## Aim
Lay out the records below as a two-column CSV with the header input,output and one row per record. Put each record's text and its answer in their own quoted fields with line breaks replaced by spaces, and leave out the pictures.

____

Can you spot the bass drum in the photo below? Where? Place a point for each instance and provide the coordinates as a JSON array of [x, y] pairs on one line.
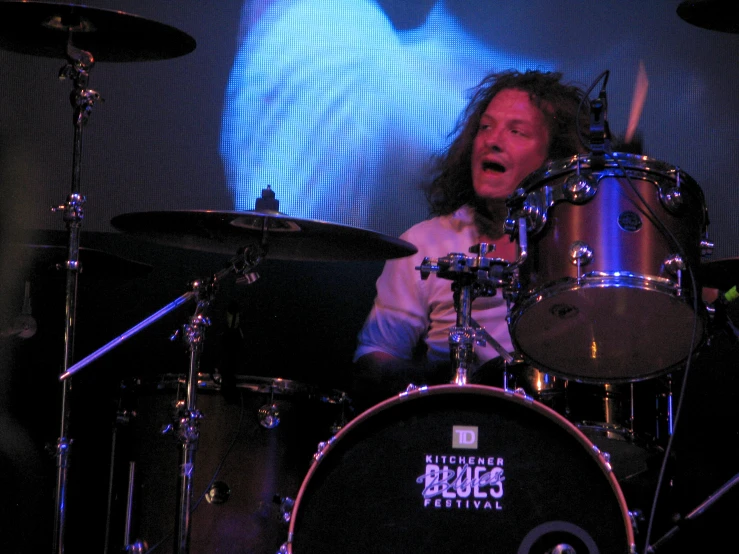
[[257, 437], [455, 468], [604, 295]]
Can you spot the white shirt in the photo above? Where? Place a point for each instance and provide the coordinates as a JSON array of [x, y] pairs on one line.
[[408, 309]]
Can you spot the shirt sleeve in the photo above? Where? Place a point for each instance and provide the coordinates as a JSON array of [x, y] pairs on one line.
[[399, 317]]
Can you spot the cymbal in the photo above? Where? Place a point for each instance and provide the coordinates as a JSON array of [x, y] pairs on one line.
[[281, 236], [44, 28], [50, 260], [719, 274], [716, 15]]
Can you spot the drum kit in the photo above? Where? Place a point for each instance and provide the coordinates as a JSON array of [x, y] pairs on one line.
[[603, 297]]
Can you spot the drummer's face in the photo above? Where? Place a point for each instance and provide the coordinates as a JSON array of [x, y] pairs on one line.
[[511, 142]]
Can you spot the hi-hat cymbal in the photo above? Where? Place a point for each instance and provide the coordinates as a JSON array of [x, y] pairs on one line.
[[44, 29], [716, 15], [51, 260], [281, 237], [719, 274]]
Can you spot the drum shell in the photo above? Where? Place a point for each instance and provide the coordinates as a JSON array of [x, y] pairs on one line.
[[258, 466], [369, 482], [625, 316]]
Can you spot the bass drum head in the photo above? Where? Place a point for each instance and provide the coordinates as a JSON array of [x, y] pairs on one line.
[[452, 468]]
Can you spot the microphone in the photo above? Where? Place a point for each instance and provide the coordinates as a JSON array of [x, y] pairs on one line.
[[600, 134]]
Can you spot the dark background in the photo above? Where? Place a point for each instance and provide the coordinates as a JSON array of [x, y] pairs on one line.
[[153, 144]]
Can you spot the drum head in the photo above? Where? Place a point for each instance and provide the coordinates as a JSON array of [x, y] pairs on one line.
[[456, 468]]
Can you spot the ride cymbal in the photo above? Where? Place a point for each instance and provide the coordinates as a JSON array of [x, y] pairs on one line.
[[277, 235], [45, 29]]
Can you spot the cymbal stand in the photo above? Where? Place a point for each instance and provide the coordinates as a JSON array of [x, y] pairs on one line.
[[188, 416], [472, 276], [79, 64]]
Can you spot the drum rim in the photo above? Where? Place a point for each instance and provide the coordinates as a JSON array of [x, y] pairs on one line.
[[618, 160], [427, 391]]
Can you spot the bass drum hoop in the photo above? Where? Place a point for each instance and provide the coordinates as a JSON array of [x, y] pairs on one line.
[[345, 503]]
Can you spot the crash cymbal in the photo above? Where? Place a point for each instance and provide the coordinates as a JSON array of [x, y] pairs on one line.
[[43, 29], [282, 237], [51, 260], [719, 274], [716, 15]]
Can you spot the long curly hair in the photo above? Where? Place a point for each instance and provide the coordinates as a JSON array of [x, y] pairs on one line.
[[451, 185]]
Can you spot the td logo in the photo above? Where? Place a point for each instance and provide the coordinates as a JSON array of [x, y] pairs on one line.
[[464, 436]]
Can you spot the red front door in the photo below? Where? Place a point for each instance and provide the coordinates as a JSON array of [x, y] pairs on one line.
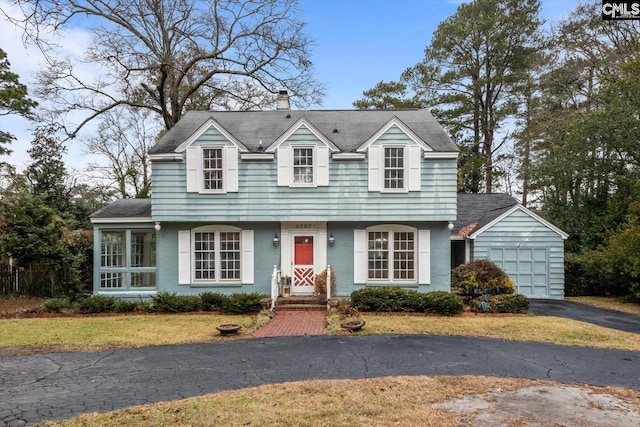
[[303, 266]]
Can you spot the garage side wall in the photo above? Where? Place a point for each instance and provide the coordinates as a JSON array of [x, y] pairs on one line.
[[531, 254]]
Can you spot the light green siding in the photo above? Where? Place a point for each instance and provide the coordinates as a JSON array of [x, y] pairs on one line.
[[346, 198], [518, 235]]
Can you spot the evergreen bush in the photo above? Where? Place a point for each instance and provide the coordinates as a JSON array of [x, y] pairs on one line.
[[481, 277], [505, 303], [212, 301], [242, 302]]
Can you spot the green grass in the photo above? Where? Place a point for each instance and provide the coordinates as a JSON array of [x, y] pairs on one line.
[[100, 332]]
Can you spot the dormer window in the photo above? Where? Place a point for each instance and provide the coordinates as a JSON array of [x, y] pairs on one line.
[[212, 169], [394, 168], [303, 166]]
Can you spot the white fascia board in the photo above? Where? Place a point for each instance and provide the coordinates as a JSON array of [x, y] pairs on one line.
[[397, 122], [257, 156], [348, 156], [122, 220], [302, 121], [445, 155], [210, 122], [538, 218], [165, 157]]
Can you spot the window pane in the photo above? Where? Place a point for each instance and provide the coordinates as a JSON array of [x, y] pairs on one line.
[[394, 168], [230, 255], [378, 255], [204, 255], [139, 280], [143, 248], [403, 256], [303, 165], [111, 280], [112, 249], [212, 168]]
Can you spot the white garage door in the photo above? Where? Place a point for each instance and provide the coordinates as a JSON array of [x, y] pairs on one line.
[[528, 267]]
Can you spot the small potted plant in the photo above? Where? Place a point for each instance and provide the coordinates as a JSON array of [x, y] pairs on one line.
[[228, 329]]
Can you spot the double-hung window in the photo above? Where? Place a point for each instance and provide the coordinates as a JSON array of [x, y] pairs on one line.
[[127, 259], [303, 173], [392, 256], [212, 169], [217, 255], [305, 166], [394, 168]]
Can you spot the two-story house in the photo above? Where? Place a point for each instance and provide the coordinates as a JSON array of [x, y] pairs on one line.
[[371, 193]]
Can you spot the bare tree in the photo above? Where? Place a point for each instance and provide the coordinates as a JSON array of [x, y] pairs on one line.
[[123, 139], [170, 56]]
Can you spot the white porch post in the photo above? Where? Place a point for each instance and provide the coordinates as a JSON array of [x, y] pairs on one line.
[[275, 286], [328, 285]]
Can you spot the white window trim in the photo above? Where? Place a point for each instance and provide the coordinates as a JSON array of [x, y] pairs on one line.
[[320, 165], [314, 166], [127, 269], [405, 164], [217, 267], [201, 150], [195, 172], [186, 258], [391, 229], [412, 168], [422, 257]]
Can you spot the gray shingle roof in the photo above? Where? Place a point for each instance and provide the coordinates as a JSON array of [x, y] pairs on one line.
[[353, 127], [125, 208], [477, 210]]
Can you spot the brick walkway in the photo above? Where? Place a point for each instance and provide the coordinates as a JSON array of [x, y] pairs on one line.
[[292, 323]]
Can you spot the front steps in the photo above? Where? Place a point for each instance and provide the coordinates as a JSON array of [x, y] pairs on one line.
[[306, 303]]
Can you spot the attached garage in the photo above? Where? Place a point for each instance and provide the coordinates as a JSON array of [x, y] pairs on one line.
[[527, 247]]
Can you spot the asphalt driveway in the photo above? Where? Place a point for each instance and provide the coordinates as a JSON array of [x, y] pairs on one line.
[[61, 385], [587, 313]]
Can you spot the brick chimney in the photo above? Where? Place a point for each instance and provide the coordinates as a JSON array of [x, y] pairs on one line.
[[283, 101]]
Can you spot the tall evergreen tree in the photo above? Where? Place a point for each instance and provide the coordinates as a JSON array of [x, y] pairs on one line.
[[468, 74]]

____

## Task result
input,output
"Can you spot the bass drum in the photo below? Where? Place a point for each instance and provide the coordinates as a JSON array of [x, y] pairs on one line.","[[257, 437], [455, 468], [604, 295]]"
"Can you spot the white shirt in the photo above? Where? Place a point for each instance and provide the coordinates as a JSON array of [x, y] pairs on one line.","[[408, 309]]"
"Can you spot the shirt sleeve in the photo above? Where? Place a point for each instance and provide the coordinates as a JSON array of [x, y] pairs on one line.","[[399, 317]]"
"Can you spot the cymbal in the photo above? Where? Place a point for each instance and provide the coordinates as a JSON array of [x, y] pairs on one line.","[[281, 236], [44, 28], [50, 260], [719, 274], [716, 15]]"
"Can you spot the drum kit in the photo above? Where? Place a point for each instance and provide the coordinates as a JSON array of [x, y] pairs on one line.","[[603, 297]]"
"Can you spot the drummer's face in the photo above? Where? Place a point for each instance and provide the coordinates as a JSON array of [x, y] pairs on one line.","[[511, 142]]"
"Can you spot the hi-hat cymbal in the photo above? Where? Place a point for each instance and provide the coordinates as a JSON array of [x, y] pairs on one line.","[[44, 29], [716, 15], [51, 260], [281, 237], [719, 274]]"
"Can you spot the drum shell in the photo above? Where? Place a point for each instance and provide the coordinates as a JSON array of [x, y] pairs on one line.","[[258, 466], [369, 482], [625, 316]]"
"Can you spot the bass drum head in the photo above? Where? Place a point for each instance and provide the coordinates as a JSON array of [x, y] pairs on one line.","[[452, 468]]"
"Can you spot the microphone in the photo above? Where? Place a point for each instance and provide the coordinates as a JSON array of [x, y] pairs on one line.","[[600, 134]]"
"Can you spot the dark background in the photo above? Where? Place a point for each instance and provide the coordinates as a JSON array of [x, y] pairs on one line.","[[153, 144]]"
"Can you spot the drum head in the photo above? Where? Place a point for each instance and provide the coordinates as a JSON array of [x, y] pairs on one line.","[[456, 468]]"
"Can you spot the ride cymbal in the photo above? Where? Place a point for each instance and provide the coordinates as a JSON array of [x, y] pairs on one line.","[[277, 235], [45, 29]]"
"Can you spot the cymbal stand in the photo above? Where? Place a point for each instance and provide the coordinates as a JSON array of [x, y] pairs on one line.","[[188, 416], [472, 276], [79, 64]]"
"Can you spot the drum rim in the photo above? Where? Place a point for each instance and provide the coordinates as a JSON array of [x, y] pairs on one line.","[[618, 160], [427, 391]]"
"Can you spot the bass drum hoop in the photo above? Where? Place a point for each instance and provide the coordinates as a JSON array of [x, y] pairs on one line.","[[345, 503]]"
"Can you spot the crash cymbal in the photo above? Where? Place a point for each instance and provide the coordinates as a JSON array of [x, y] pairs on one line.","[[43, 29], [282, 237], [51, 260], [719, 274], [716, 15]]"
"Can you spot the long curly hair in the photo above? Where? Place a point for each instance and provide the coordinates as a JSON array of [x, y] pairs on one line.","[[451, 185]]"
"Can you spot the td logo in the photo above? Where? Place a point for each instance and provide the coordinates as a JSON array of [x, y] pairs on one line.","[[464, 436]]"
"Can you spot the red front door in the photo below? Where? Place a point for each instance and provide the coordinates as a JSON array of [x, y] pairs on one line.","[[303, 266]]"
"Can you spot the garage side wall in the photo above? Where? Place a point for each instance and provide the coordinates as a JSON array of [x, y] pairs on one line.","[[531, 254]]"
"Can you spot the light green siding in the photo above? Where? Place a point for each instance and provide the coordinates as a JSON array of [x, y] pairs on one line.","[[346, 198], [518, 235]]"
"Can you spot the evergreen bush in the photo above? Where? Place a point for each instance and provide the coordinates as a JSON array of [x, y] pairs on one line.","[[481, 277], [505, 303], [212, 301], [242, 302]]"
"Can you spot the green grass in the photo above? Where? Place a point for each instance and provide the coordinates as a JSON array of [x, y] pairs on one line.","[[100, 332]]"
"Can you spot the dormer window in the photo above? Where? Place a point for each instance and provide the coordinates as a JSON array of [x, y] pairs on one line.","[[212, 169], [394, 168], [303, 166]]"
"Can you spot the white fascia board in the photo above? Where? Place a point for each instance and provide the coordinates as a JSON array of [x, y] pairs on one line.","[[397, 122], [257, 156], [348, 156], [122, 220], [302, 121], [445, 155], [210, 122], [538, 218], [165, 157]]"
"Can you spot the window pane in the photo above? Where? Place a point for each instance and provide the coordinates as a JSON array of [x, y] pairs on one line.","[[394, 168], [230, 255], [378, 255], [204, 255], [139, 280], [143, 248], [403, 256], [303, 165], [111, 280], [112, 249], [212, 168]]"
"Can you spot the white garage door in the photo above? Where? Place a point for each instance and provide the coordinates as a JSON array of [x, y] pairs on one line.","[[528, 267]]"
"Can you spot the small potted plant in the photo above? Where? Place a point for each instance and provide the coordinates as a JSON array of [x, y] pairs on one line.","[[228, 329]]"
"Can you spot the double-hung window in the photo above? Where? Place a point for each instance and provide the coordinates as a JSON array of [x, y] pairs on one line.","[[127, 259], [303, 173], [392, 256], [212, 169], [217, 255], [305, 166], [394, 168]]"
"Can you spot the two-story house in the photo above? Where? Place a point for each instance and provide the coordinates as a JSON array of [x, y] pairs on one line.","[[371, 193]]"
"Can you spot the bare tree in the photo above? Where? Place a point for each instance and provide the coordinates as a JSON array of [x, y] pairs on one line.","[[123, 139], [170, 56]]"
"Can you spot the white porch post in the photo above? Where? Place a point for each instance and provide the coordinates as a JSON array of [x, y] pairs on one line.","[[275, 286], [328, 285]]"
"Can you spot the white window trim in the photo above? Where? Place a point for each instance and provide the coordinates as a JSON array of [x, y] pairs on one line.","[[320, 165], [314, 166], [127, 269], [405, 164], [217, 267], [201, 150], [195, 172], [186, 258], [391, 229], [412, 168], [422, 257]]"
"Can you spot the gray shingle roof in the photo above? Where? Place a point for each instance and provide the coordinates as a JSON array of [x, y] pairs on one line.","[[353, 127], [125, 208], [477, 210]]"
"Can you spot the brick walkway in the photo above? Where? Place a point for each instance and provide the coordinates as a JSON array of [x, y] pairs on one line.","[[292, 323]]"
"Can you spot the front steps in the photo above? Where? Place a point for each instance and provide the coordinates as a JSON array of [x, y] pairs on one line.","[[306, 303]]"
"Can you spot the attached garage in the photo above? Where? Place a point for each instance and provide the coordinates as a JSON array of [x, y] pairs on one line.","[[527, 247]]"
"Can you spot the asphalt driveway in the photo above? Where? Place a point for each instance and provide the coordinates as a JSON array of [x, y] pairs on one line.","[[61, 385], [587, 313]]"
"Can you spot the brick chimney in the photo above? Where? Place a point for each instance and provide the coordinates as a JSON array of [x, y] pairs on one line.","[[283, 101]]"
"Can you spot the tall evergreen tree in the photo above? Where? Place a point for each instance and provide the coordinates as a JSON array of [x, y] pairs on one line.","[[468, 74]]"